◆ **TEXT SEGMENT**
- Opening Delimiter -
At NYU Law, students are encouraged to take advantage of all the Law School has to offer, from working directly with faculty on their research, to getting involved with our centers, to participating in clinics and student organizations. The Office of Career Services, along with the Public Interest Law Center, also organizes numerous recruiting programs, panels and workshops, practice interview programs, and offers individual counseling sessions. Here are some opportunities for those specifically interested in family, gender, and sexuality:
Student journals include the Review of Law and Social Change. Student groups include OUTLaw and Law Students for Reproductive Justice (LSRJ).
Clinical Work
The Children’s Rights Clinic is a semester-long, 5-credit course. The clinic involves the representation of children in a variety of civil legal settings. The seminar focuses on the issues in representing children particularly in child welfare proceedings. Past fieldwork sites have included The Door Legal Services Center, the Juvenile Rights Practice of the New York Legal Aid Society, and Advocates for Children.
Family Defense Clinic students participate in a year-long, 14-credit course that examines child welfare policy and practice. The clinic’s primary focus is on preventing the unnecessary break-up of indigent families and helping separated families reunite by representing individual parents and relatives of children who are in or at risk of foster care placement. The clinic also undertakes projects designed to address systemic problems in the foster care and Family Court systems. The clinic involves a mixture of fieldwork, seminar meetings, and participation in simulated exercises and hearings.
In the LGBTQ Rights Clinic, students conduct fieldwork at NY-based non-profit organizations representing LGBTQ individuals. Students are placed at partnering organizations such as the Anti-Violence Project, Immigration Equality; Lambda Legal; the LGBTQ Rights Project at the New York Legal Assistance Group; the Peter Cicchino Youth Project at the Urban Justice Center, and The Sylvia Rivera Law Project. Substantive case work may include sexual-orientation or gender identity-based asylum claims; discrimination claims; transgender documentation issues (such as correcting gender on a birth certificate); housing cases; or orders of protection. A seminar focusing on the unique legal issues faced by LGBTQ individuals completes the students’ work.
The Reproductive Justice Clinic trains students in the legal knowledge and skill required to secure fundamental liberty, justice and equality for people across their reproductive lives, with a particular focus on pregnancy and birth. For current clinic work, this is achieved primarily through advocacy and litigation around legal or policy frameworks restricting the autonomy and undermining the equality of pregnant, parenting, and birthing women; or, punishing women by virtue of their reproductive status.
- Closing Delimiter -
◆ **DATA TO EXAMINE**
- Opening Delimiter -
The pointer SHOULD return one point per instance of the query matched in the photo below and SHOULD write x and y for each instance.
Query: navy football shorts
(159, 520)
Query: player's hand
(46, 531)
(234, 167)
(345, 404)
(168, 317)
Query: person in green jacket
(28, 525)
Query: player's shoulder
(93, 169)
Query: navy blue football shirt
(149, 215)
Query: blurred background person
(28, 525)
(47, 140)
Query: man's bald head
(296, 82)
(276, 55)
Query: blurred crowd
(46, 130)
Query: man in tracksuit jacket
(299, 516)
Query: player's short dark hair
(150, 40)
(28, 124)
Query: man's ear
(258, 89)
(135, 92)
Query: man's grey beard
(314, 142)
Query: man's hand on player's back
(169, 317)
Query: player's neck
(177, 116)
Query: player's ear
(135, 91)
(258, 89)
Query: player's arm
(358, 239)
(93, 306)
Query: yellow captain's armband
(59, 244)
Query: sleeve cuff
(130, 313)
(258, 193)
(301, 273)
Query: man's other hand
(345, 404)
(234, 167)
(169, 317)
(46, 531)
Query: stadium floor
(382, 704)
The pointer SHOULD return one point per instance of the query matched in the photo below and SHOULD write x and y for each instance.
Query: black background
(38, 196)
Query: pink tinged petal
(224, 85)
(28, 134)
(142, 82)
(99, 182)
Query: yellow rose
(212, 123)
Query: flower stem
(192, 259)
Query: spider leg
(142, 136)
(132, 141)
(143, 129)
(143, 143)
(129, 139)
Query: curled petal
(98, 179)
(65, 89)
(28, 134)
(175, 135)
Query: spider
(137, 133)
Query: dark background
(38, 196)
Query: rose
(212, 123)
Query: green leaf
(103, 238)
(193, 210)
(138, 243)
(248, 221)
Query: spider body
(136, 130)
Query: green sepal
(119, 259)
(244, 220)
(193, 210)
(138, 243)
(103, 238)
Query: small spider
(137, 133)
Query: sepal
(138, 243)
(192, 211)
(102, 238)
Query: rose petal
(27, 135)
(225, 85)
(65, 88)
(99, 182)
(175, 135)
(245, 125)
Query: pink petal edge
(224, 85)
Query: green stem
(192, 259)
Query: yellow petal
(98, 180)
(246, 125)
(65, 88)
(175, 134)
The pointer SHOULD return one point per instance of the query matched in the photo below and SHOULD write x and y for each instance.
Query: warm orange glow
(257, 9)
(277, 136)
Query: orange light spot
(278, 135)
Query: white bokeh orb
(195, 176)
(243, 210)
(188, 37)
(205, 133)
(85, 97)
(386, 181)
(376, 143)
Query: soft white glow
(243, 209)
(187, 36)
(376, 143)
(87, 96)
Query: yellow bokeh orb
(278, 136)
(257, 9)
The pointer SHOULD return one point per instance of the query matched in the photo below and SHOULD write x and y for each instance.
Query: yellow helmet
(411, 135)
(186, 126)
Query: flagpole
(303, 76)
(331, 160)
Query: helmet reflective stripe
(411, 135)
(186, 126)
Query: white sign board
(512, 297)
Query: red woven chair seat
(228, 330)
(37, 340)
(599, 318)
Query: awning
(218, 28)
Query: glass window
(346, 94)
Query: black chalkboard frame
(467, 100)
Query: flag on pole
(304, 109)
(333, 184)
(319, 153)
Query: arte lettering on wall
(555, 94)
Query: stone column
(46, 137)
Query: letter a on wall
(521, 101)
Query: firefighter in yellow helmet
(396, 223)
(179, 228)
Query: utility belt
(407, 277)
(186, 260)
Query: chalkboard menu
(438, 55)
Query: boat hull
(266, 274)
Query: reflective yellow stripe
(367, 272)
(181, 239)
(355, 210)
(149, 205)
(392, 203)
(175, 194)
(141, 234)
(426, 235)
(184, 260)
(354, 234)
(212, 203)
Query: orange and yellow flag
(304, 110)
- Closing Delimiter -
◆ **TO DO**
Reproduce the NYU Law page on family, gender, and sexuality opportunities word for word, between "Family Defense Clinic" and "exercises and hearings.", inclusive.

◆ **TASK SOLUTION**
Family Defense Clinic students participate in a year-long, 14-credit course that examines child welfare policy and practice. The clinic’s primary focus is on preventing the unnecessary break-up of indigent families and helping separated families reunite by representing individual parents and relatives of children who are in or at risk of foster care placement. The clinic also undertakes projects designed to address systemic problems in the foster care and Family Court systems. The clinic involves a mixture of fieldwork, seminar meetings, and participation in simulated exercises and hearings.